_Data excerpts_
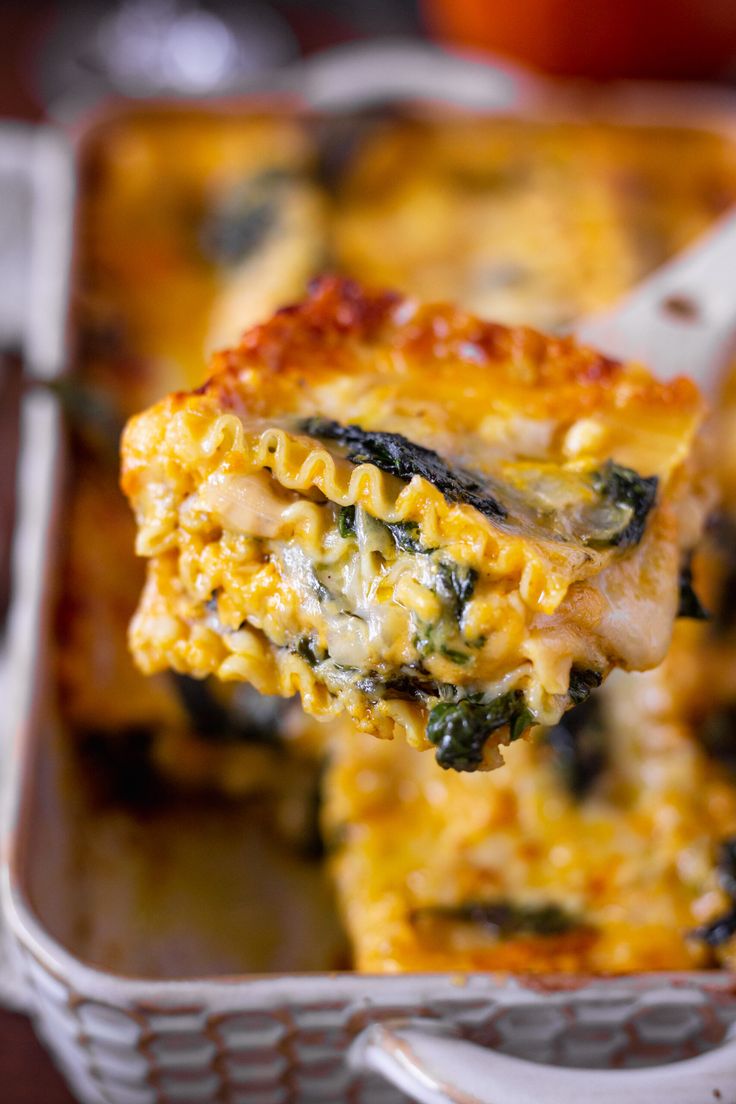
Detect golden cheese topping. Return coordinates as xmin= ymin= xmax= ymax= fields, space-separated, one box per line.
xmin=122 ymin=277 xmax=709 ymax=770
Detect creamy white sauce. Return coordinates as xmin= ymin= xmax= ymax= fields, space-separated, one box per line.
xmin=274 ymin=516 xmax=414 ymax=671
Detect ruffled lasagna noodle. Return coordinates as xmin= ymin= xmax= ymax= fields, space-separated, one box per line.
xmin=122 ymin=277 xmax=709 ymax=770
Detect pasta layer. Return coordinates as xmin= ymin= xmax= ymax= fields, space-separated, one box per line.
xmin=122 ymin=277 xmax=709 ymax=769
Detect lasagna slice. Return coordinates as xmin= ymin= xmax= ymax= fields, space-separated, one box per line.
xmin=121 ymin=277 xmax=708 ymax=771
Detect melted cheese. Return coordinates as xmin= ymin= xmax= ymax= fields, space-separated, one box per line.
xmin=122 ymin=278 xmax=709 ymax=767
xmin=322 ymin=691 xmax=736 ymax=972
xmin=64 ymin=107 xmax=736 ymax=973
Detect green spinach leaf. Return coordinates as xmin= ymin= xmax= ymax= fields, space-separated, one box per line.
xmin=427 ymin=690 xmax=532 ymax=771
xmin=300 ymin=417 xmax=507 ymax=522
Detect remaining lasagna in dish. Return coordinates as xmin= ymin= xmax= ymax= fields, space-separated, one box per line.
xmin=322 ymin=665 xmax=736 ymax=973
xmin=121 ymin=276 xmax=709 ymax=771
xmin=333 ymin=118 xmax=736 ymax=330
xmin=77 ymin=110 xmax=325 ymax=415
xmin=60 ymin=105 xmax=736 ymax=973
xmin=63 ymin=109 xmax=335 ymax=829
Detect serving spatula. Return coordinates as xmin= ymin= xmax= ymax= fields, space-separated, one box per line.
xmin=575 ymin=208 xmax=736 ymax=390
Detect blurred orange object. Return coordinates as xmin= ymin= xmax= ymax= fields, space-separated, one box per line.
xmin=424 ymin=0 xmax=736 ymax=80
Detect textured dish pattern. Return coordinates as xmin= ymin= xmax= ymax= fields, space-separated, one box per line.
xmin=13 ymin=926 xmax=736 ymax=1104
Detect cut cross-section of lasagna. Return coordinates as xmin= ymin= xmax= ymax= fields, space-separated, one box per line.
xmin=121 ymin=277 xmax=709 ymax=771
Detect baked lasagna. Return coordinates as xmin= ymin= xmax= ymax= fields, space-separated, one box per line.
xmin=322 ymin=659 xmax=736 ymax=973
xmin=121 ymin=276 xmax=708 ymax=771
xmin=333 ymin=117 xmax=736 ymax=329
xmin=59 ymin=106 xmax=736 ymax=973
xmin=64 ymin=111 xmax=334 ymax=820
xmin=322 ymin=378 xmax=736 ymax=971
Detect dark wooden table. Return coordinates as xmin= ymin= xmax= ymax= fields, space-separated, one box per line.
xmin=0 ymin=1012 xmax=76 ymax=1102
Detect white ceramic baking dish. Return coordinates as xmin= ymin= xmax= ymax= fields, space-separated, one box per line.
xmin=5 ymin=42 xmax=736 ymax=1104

_Problem requirements_
A faithful copy of the lines from the line containing "Detect white ceramic" to the end of the data should be set down, both ends included, and nothing more.

_Written reply_
Detect white ceramic baking dish. Return coordinates as xmin= ymin= xmax= ymax= fields, space-separated, one box per line.
xmin=5 ymin=42 xmax=736 ymax=1104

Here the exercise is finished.